» Objectif: Dans le texte sur les crédits du renseignement, expliquez pourquoi l'orateur mentionne l'élimination d'Ahmed Abdi GODANE, le chef des Shebabs somaliens.

» Bloc de texte:
■ ■ ■ ■ ■
Conformément à notre habitude, et comme l'a indiqué notre collègue André Trillard, je me concentrerai quant à moi sur les crédits du renseignement, qui figurent dans l'action 3 du programme 144, et qui en représentent 20% du total, soit 268 millions d'euros de crédits de paiement. Au sein du programme 144 figurent les crédits de la DGSE et de la DPSD. La DGSE emploie environ 6 000 personnes. Elle est chargée de la sécurité extérieure ; par rapport à ses homologues internationaux, le service a pour particularité d'être intégré : il réunit le renseignement humain, technique et des moyens opérationnels. Ses missions sont connues : renseignement géopolitique, capacités de contre-espionnage, lutte contre la prolifération. Nous l'avons vu lors de la crise des attaques chimiques du régime syrien en août 2013 : c'est par exemple sur renseignement de la DGSE que la France a pu disposer de moyens d'appréciation autonomes et particulièrement étayés, que le ministre de la défense était d'ailleurs venu présenter à notre commission. Enfin, la lutte contre le terrorisme, qui est la grande priorité du moment, cela va de soi, et sur laquelle la DGSE travaille en lien extrêmement étroit avec la direction générale de la sécurité intérieure (DGSI).
La malédiction bien connue de ce service est qu'on ne parle que de ses échecs ! Or cette année, des sources de presse apparemment bien informées, qui n'ont pas été démenties, ont indiqué que c'est sur un renseignement de la DGSE qu'a pu être éliminé -par une frappe américaine- le chef des Shebabs somaliens, Ahmed Abdi GODANE, le 1er septembre dernier. Les Shebabs étaient responsables de la mort de l'otage Denis ALEX et de ses camarades venus le délivrer dans une opération tragique que nous avons déjà évoquée. Je profite de cette occasion pour rendre un hommage très appuyé aux agents de la DGSE, qui prennent des risques pour notre pays, qui savent ne pas devoir attendre de reconnaissance publique, et dont personne ne peut douter de l'augmentation de la charge de travail, les moyens augmentant sans aucun doute moins vite que les crises...
Pour revenir aux chiffres, la loi de programmation a prévu que les services de renseignement relevant du ministère de la défense devraient bénéficier de la création d'environ 300 postes sur la période. Ce sera une cinquantaine en 2015 pour la DGSE. On aura créé 616 emplois en 5 ans, et ce sont encore 284 postes qui sont attendus d'ici 2019, conformément à la priorité donnée à la fonction « connaissance et anticipation ». On ne peut donc que s'en féliciter dans le contexte actuel que connait le ministère de la défense. Les services de renseignement croissent et « repyramident », au rebours de tous les autres du ministère de la défense.
■ ■ ■ ■ ■
» Extrait de données:

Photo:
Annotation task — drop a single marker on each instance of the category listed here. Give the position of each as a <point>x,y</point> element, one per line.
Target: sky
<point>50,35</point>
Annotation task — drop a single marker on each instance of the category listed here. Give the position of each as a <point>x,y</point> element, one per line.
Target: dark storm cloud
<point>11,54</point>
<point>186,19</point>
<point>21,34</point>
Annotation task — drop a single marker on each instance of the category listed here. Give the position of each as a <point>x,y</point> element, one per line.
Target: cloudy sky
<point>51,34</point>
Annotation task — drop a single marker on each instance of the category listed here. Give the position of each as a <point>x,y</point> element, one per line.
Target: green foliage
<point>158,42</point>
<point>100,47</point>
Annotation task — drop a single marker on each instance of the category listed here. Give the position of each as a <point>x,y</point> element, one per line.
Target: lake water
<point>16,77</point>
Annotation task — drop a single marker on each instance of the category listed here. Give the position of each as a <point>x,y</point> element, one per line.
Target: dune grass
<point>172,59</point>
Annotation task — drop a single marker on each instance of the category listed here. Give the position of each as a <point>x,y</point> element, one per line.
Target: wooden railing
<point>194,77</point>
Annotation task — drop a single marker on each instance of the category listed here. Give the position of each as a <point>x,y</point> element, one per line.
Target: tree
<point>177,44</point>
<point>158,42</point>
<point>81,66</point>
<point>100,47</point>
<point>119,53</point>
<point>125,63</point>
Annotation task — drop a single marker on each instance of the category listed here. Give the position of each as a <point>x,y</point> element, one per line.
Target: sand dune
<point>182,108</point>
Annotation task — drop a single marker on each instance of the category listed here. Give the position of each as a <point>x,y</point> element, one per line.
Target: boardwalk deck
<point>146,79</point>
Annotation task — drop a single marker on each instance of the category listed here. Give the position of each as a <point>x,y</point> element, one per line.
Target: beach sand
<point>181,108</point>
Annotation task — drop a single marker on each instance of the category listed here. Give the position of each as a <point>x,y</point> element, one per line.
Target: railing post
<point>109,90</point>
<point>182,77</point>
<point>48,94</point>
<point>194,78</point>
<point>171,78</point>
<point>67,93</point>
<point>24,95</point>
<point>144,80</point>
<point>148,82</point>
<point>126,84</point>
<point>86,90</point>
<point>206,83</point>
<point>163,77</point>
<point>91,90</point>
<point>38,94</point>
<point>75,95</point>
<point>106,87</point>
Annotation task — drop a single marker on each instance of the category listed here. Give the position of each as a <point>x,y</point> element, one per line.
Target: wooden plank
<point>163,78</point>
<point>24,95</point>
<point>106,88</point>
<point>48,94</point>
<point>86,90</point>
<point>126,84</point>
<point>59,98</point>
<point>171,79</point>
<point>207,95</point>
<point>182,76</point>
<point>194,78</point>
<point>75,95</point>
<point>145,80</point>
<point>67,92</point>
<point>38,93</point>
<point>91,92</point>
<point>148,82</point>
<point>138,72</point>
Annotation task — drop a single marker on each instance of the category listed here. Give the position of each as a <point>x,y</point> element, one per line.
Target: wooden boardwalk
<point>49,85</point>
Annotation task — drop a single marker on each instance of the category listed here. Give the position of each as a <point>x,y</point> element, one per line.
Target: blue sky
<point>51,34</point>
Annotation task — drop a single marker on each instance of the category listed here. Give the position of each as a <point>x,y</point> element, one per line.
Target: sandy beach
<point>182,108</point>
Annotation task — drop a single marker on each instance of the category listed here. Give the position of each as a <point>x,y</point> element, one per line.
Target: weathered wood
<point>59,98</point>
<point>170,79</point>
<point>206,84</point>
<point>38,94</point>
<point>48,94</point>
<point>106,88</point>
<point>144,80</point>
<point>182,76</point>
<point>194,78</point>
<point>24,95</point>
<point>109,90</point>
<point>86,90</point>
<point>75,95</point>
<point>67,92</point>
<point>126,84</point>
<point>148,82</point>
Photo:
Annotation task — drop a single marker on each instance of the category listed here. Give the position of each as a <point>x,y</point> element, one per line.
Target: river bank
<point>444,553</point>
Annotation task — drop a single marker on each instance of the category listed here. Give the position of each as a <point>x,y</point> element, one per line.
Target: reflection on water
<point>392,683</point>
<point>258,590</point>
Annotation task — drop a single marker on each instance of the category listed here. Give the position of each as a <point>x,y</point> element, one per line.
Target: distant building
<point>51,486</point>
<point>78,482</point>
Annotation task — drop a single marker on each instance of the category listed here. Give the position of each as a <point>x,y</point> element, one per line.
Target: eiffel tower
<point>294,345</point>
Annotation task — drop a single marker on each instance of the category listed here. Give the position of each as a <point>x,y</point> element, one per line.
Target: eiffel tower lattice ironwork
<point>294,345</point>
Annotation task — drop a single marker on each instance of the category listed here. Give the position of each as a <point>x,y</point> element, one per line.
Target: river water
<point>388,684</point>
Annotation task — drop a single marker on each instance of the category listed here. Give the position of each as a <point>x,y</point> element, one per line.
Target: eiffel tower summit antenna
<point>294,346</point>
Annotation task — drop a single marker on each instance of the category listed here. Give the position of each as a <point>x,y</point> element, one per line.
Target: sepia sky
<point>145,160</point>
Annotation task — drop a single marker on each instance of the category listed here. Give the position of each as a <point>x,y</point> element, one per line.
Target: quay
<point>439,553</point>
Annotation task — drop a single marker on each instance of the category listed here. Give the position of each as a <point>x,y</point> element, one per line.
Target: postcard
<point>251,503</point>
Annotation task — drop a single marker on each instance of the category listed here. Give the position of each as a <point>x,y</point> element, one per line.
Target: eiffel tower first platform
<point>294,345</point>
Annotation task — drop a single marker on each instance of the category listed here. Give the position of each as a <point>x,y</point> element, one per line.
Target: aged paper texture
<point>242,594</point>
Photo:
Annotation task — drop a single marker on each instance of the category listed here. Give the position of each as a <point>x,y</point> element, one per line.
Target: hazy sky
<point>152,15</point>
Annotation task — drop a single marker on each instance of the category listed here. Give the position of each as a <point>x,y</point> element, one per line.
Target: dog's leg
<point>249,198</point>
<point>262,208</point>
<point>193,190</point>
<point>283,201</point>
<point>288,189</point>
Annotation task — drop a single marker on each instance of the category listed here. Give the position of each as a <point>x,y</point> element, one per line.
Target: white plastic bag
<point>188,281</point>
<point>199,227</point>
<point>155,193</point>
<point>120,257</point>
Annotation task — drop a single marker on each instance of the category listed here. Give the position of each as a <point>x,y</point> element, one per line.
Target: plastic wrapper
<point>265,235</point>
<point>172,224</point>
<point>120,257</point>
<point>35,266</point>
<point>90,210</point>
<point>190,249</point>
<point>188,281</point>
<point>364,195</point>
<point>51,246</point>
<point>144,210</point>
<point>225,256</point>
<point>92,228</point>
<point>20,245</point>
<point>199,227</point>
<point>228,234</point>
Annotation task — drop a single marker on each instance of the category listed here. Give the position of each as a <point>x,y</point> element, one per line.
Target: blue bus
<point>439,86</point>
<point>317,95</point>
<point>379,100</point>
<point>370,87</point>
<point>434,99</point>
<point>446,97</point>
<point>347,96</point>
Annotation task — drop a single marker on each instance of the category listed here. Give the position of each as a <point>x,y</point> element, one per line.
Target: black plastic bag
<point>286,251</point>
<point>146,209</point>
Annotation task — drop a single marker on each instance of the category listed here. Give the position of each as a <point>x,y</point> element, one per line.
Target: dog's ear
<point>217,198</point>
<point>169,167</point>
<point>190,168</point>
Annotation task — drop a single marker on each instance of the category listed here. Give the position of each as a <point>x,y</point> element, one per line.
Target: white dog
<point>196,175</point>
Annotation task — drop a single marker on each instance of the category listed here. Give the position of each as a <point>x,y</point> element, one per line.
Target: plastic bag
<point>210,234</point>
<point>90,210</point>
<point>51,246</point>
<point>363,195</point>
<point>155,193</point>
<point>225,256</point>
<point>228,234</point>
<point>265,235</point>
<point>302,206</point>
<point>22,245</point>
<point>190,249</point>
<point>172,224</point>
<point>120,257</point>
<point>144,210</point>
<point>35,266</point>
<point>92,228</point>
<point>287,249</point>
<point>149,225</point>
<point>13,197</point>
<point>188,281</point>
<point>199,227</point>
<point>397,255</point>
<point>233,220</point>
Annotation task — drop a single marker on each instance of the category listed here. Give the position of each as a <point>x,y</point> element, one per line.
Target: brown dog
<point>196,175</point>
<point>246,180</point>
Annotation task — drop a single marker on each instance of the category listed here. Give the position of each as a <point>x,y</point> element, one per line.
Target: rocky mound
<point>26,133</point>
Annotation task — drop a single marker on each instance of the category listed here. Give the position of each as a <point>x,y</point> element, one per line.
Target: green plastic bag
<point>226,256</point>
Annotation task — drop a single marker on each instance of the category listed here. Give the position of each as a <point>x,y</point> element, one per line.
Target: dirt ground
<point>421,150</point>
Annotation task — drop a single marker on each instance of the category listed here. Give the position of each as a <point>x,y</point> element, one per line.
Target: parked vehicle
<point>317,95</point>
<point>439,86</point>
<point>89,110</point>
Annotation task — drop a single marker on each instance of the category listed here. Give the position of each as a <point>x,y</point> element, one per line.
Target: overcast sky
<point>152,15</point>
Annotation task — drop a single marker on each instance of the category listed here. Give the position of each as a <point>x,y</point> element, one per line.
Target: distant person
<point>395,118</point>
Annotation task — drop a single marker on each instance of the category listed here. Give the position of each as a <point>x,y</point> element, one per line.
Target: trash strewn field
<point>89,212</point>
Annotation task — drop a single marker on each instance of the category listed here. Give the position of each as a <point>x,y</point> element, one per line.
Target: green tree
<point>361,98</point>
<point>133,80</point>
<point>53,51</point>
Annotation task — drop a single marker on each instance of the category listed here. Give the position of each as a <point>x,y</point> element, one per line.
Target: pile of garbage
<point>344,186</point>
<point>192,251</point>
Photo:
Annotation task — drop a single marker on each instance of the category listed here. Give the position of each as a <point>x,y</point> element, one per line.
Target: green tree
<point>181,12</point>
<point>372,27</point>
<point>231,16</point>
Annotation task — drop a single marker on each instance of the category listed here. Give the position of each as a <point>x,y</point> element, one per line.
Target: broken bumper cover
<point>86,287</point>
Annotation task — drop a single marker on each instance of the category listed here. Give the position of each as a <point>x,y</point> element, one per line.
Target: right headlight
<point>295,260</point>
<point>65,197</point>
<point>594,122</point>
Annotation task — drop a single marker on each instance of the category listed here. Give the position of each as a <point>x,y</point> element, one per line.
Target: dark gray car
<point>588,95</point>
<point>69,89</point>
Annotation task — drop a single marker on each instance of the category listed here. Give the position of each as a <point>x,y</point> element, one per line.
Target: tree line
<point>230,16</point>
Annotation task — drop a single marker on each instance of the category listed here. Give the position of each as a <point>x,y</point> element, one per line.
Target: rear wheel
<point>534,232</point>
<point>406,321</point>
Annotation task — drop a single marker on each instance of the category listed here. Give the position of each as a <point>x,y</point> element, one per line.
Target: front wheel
■ ■ ■ ■ ■
» Réponse complète: L'orateur part du constat que la malédiction bien connue de la DGSE est qu'on ne parle que de ses échecs. Il cite donc, en contrepoint, un cas favorable au service. Selon des sources de presse apparemment bien informées et non démenties, c'est sur un renseignement de la DGSE qu'Ahmed Abdi GODANE a pu être éliminé par une frappe américaine le 1er septembre.